___ Source passage ___

That transitions us nicely to the second point, that large monied interests are capable of influencing this election. That’s true, but no more than they are capable of influencing the election of the RI House of Representatives. Which is essentially what the Convention is; it’s a 75-member group elected from House districts. The difference is that the Convention is tasked solely with the creation of constitutional amendments that don’t need to pass the checks of a Senate or Governor. While such a group might be more appealing to dark and big money, it’s not a guarantee of getting their agenda passed. Indeed, such groups have had success in the General Assembly before, hiring former Speaker William Murphy as their lobbyist seems particularly effective.

More worrisome is where do you get 75 Rhode Islanders (probably more since not all will be uncontested) to be delegates? And that brings us to the third point. What progressives seem to fear is a repeat of 1986, when the Convention produced a cleverly-worded amendment to restrict abortion. Thanks to those who defeated it. One thing to say is that Rhode Island in 2013 is not Rhode Island in 1986. The state has moved considerably left in the last 27 years. Now that’s no guarantee, after all, as we moved left, we’ve also gone right with our economics. We also should rightly fear that the Convention would attempt to undo marriage equality. But these are fears that we should harbor if there’s a bad leadership change in the House as well.

All of the charges Ahlquist levels against the Convention are true of the General Assembly. And the Assembly is highly problematic in its relationship to regular Rhode Islanders right now, as I tried to demonstrate in my series on alternate election systems. I want to make this point when it comes to delegates: in Rhode Island the right-wing doesn’t win unless the left-wing stays home. The most important problem with the Convention is that delegates are elected in 2015; an off-off-year. Odd-numbered years result in low turnout with more conservative-minded voters.

I don’t think the right-wing is oblivious to this fact; otherwise I don’t believe they would be trumpeting the Convention as their Last Great Hope to finally be swept into power. The question progressives should ask themselves is whether they’re willing to do the work to ensure that the left turns out. That might mean focusing on the 2014 and 2015 sessions to pass voter-access legislation; such as introducing early voting, automatic registration, repealing or weakening the Voter ID law, and making Election Day a paid holiday. That might mean setting aside some part of 2014 for beginning to organize who their candidates for delegate will be and what they want proposed and to fight to 2016 for.

___

Set of tasks:
(a) According to the Rhode Island Convention passage, in what year are Convention delegates elected?
(b) Translate this sentence from the Rhode Island Convention passage into Spanish: "The state has moved considerably left in the last 27 years."
(c) Write a continuation of the Rhode Island Convention passage, starting after its last sentence.
The material that comes next has nothing to do with the Rhode Island Convention passage.

___ Data below ___

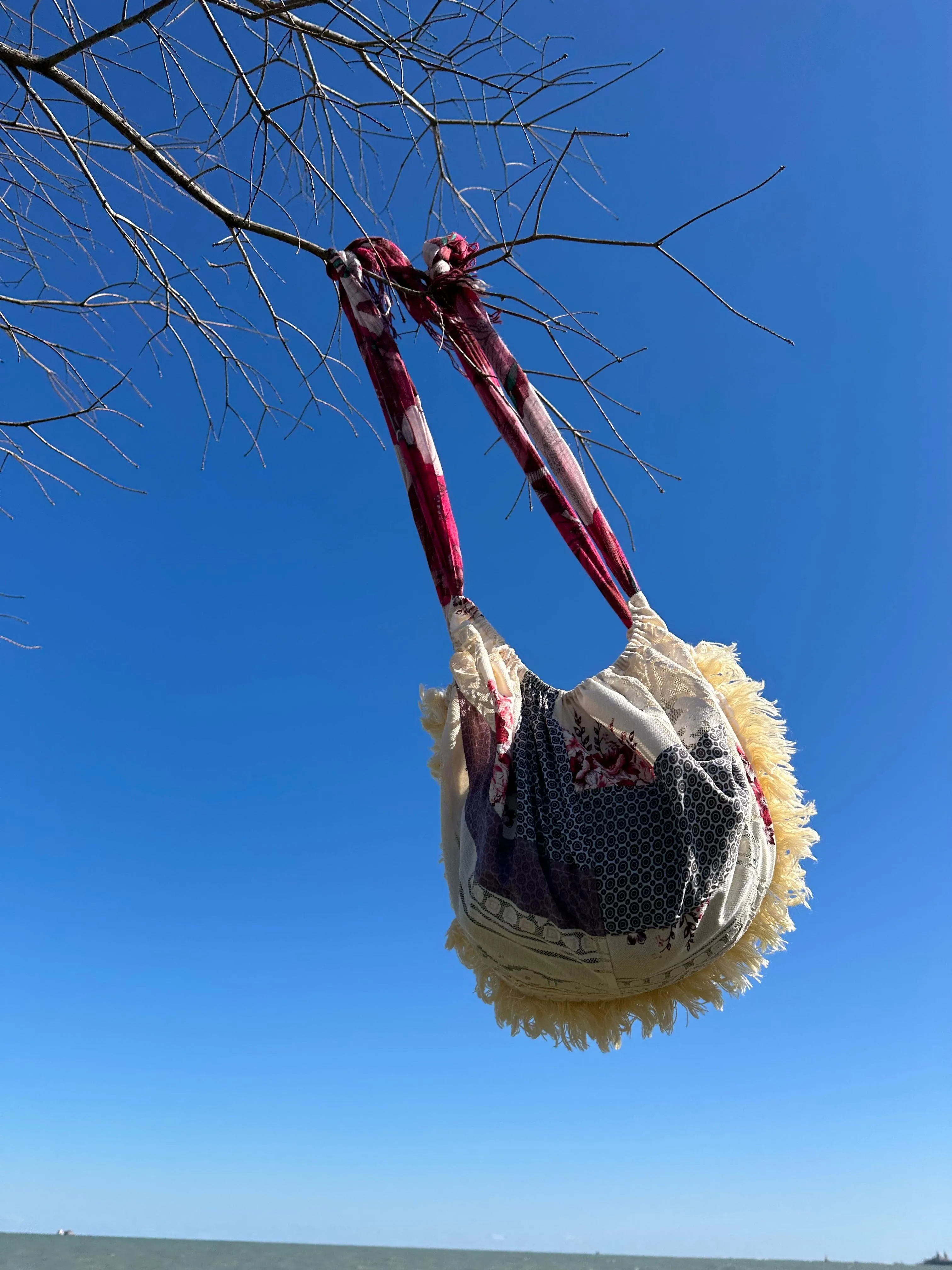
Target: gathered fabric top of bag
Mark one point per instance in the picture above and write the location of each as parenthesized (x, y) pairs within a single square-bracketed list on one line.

___

Expected responses:
(a) 2015

(b) El estado se ha desplazado considerablemente hacia la izquierda en los últimos 27 años.

(c)
Ahlquist holds up as an example of the Assembly’s intransigence the “master lever” bill so favored by the right wing. The problems of Rhode Island government lies deeper than a single voting mechanism. It lies in the assumptions of Sasse, that meaningful constitutional change can’t come from the citizens of this state. It lies in what Ahlquist suggests as a fear: that radicals might make radical change. But this is what we need, radical change. The Convention doesn’t have the power to upend power relationships in this state, but it does get to determine how those power relationships are played out. Whether the monied get easy access to decision-makers, whether redundant systems stymie citizen voice, whether legislative games facilitate bill failure, etc.

The Convention offers the possibility to do things that the General Assembly would never dream of doing. This is what frightens many Rhode Islanders. The Convention doesn’t have to abide by established rules, it doesn’t have to play in deference to convention. At its very best, the Convention can offer revolutionary change to the people of Rhode Island, if they’re willing to take it. That’ll be a risk, and it could cost far more than it’s worth. Sometimes, you have to be Caesar, and roll the dice.